**PAGE**.
Akl v. Akl (In re Akl)

DONALDSON, Judge.

Charbel Paul Akl ("the husband") and Yareima Carmen Valecillos Akl ("the wife") are parties to a pending case in the Jefferson Circuit Court ("the trial court") involving the dissolution of their marriage and the custody of their child. The husband has petitioned this court for a writ of mandamus directing the trial court to vacate orders entered on July 6 and July 24, 2017. The husband asserts that the trial court entered the orders without supporting evidence and in violation of his due-process rights. This court called for answers to the petition but received none; thus, we must accept as true the averments in the husband's mandamus petition. See Ex parte Turner, 840 So.2d 132, 134-35 (Ala. 2002) (holding that when a respondent fails to challenge factual allegations contained in a petition for the writ of mandamus, the appellate court accepts as true the factual statements in the petition). Based on the materials before this court, and for the reasons discussed below, we deny the husband's petition.

According to the materials submitted by the husband with his petition, a hearing was held in the trial court on September 26 and 27, 2016. Afterward, a pendente lite order was entered in October 2016 by Judge Patricia Stephens granting the husband sole physical custody of the child and granting the wife visitation pending the final hearing. The trial court also ordered the wife to pay child support in the amount of $78.07 each month to the husband, which was a deviation from the child-support guidelines. According to the husband's petition, Judge Stephens thereafter recused herself from the action, and, after the other circuit judges within the Jefferson Circuit recused themselves, Judge Tim Riley was appointed to preside over the case.1 On May 17, 2017, Judge Riley set the case for a hearing "on any pending motions and all pretrial matters on June 15, 2017." According to the husband, Judge Riley held a hearing on June 15, 2017, at which only the guardian ad litem for the child testified.

On July 6, 2017, Judge Riley entered an order. For purposes of this petition, the pertinent parts of the order provided:

"This case came on to be heard on all pending motions and testimony on June 15, 2017. Present were the [husband] with his attorney, Hon. Virginia Meigs, and [the wife] with her attorney, Hon. Mickey Johnson.
"The Court heard testimony from the child's Guardian Ad Litem, Hon. Jackie Morrette. The Court also took judicial knowledge of all the former pleadings, complaints, counterclaims, and sworn affidavits by the parties, prior orders by the Daily Master, Hon. Sara Senesac, Circuit Judge Patricia Stephens, and the *1086transcript of sworn testimony taken before Hon. Patricia Stephens on September 26, 2016, and received by the Court after the trial along with all other affidavits and motions in the case.

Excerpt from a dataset
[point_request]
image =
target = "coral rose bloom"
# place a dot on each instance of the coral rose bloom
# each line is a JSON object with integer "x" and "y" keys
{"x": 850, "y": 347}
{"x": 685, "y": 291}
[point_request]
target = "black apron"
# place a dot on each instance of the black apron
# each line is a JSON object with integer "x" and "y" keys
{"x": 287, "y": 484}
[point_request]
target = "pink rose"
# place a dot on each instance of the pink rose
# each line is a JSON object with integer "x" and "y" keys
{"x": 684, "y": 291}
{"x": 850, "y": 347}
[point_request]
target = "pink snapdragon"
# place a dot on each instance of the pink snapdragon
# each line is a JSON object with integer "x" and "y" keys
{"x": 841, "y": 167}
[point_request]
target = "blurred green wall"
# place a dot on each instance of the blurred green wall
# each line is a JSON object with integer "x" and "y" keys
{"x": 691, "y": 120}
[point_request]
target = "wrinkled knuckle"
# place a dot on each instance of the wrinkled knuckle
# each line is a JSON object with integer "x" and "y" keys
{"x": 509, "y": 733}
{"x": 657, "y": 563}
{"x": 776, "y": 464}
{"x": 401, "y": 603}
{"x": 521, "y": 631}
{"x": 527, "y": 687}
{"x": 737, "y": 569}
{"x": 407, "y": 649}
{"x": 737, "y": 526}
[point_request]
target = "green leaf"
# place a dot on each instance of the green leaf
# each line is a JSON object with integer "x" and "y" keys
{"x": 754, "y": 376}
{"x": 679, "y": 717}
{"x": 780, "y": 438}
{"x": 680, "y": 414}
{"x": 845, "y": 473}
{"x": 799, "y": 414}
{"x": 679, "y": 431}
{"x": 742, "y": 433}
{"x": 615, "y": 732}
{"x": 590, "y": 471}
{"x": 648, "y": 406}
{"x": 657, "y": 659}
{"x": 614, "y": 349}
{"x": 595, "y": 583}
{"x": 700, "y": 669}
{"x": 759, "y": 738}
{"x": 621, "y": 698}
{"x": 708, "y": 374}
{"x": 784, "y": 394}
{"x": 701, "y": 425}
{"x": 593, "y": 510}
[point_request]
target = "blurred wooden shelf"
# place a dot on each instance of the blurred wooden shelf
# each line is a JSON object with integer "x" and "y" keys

**DIRECTIVES**.
1 > Write out word for word the part of the court opinion that starts with "On July 6, 2017, Judge" and ends with "in the case.".
2 > How many lines in the records contain the string "shelf", with case counting? Reply with the number alone.

**RESULTS**.
1 >
On July 6, 2017, Judge Riley entered an order. For purposes of this petition, the pertinent parts of the order provided:

"This case came on to be heard on all pending motions and testimony on June 15, 2017. Present were the [husband] with his attorney, Hon. Virginia Meigs, and [the wife] with her attorney, Hon. Mickey Johnson.
"The Court heard testimony from the child's Guardian Ad Litem, Hon. Jackie Morrette. The Court also took judicial knowledge of all the former pleadings, complaints, counterclaims, and sworn affidavits by the parties, prior orders by the Daily Master, Hon. Sara Senesac, Circuit Judge Patricia Stephens, and the *1086transcript of sworn testimony taken before Hon. Patricia Stephens on September 26, 2016, and received by the Court after the trial along with all other affidavits and motions in the case.

2 > 2